Groschenromane haben eine treue Leserschaft

Frankfurt/Main (dpa) - Wenn die Frankfurter Buchmesse (12. bis 16. Oktober) beginnt, stehen sie nicht gerade im Mittelpunkt. Aber Millionen Leser - und vor allem Leserinnen - verschlingen sie Woche für Woche: Groschenromane.

Groschenromane lesen ist ein bisschen wie Überraschungseier sammeln oder Vorabendserien schauen. Es geht um die Varianz innerhalb des Immergleichen. Man weiß, was man bekommt, aber im Detail ist jedes Ei/jede Folge/jeder Roman dann doch ein bisschen neu. Das animiert zum Sammeln. Davon leben einige Verlage ganz gut. Nur allzu viel ändern darf sich nicht, sonst streiken die Leser.

Anders als das Buch eines einzelnen Autors ist ein Groschenroman ein Serienprodukt. „Dr. Norden“ ist seit 35 Jahren für den Kelter-Verlag im Dienst, knapp 1000 Einzelhefte sind seitdem erschienen. Ermittler „Jerry Cotton“ hat für Bastei Lübbe seit 1954 über 2800 Fälle gelöst. Die wöchentlichen Folgen - stets exakt 64 Seiten dick - gibt es für 1,50 oder 1,60 Euro im Zeitschriftenhandel. Der Hamburger Martin Kelter Verlag verkauft monatlich 3,3 Millionen Hefte von 55 parallel laufenden Titeln. Der Konkurrenz Bastei Lübbe in Köln setzt pro Jahr 27 Millionen Hefte mit 31 Titeln ab.
----------------------------------------
▸ **Aufgabenstellung**: Bitte überarbeite den Lesetext, beginnend mit „Anders als das“ und fortlaufend bis „31 Titeln ab.“. Gib diesen Abschnitt wieder und ersetze darin „Ermittler“ durch „Kommissar“. Das anschließende Material ist vom Lesetext unabhängig.

▸ **Angezeigte Daten**:
----------------------------------------
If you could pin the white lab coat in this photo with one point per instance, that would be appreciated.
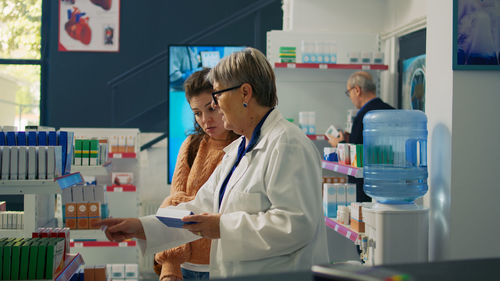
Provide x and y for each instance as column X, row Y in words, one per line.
----------------------------------------
▸ **Lösung**:
Anders als das Buch eines einzelnen Autors ist ein Groschenroman ein Serienprodukt. „Dr. Norden“ ist seit 35 Jahren für den Kelter-Verlag im Dienst, knapp 1000 Einzelhefte sind seitdem erschienen. Kommissar „Jerry Cotton“ hat für Bastei Lübbe seit 1954 über 2800 Fälle gelöst. Die wöchentlichen Folgen - stets exakt 64 Seiten dick - gibt es für 1,50 oder 1,60 Euro im Zeitschriftenhandel. Der Hamburger Martin Kelter Verlag verkauft monatlich 3,3 Millionen Hefte von 55 parallel laufenden Titeln. Der Konkurrenz Bastei Lübbe in Köln setzt pro Jahr 27 Millionen Hefte mit 31 Titeln ab.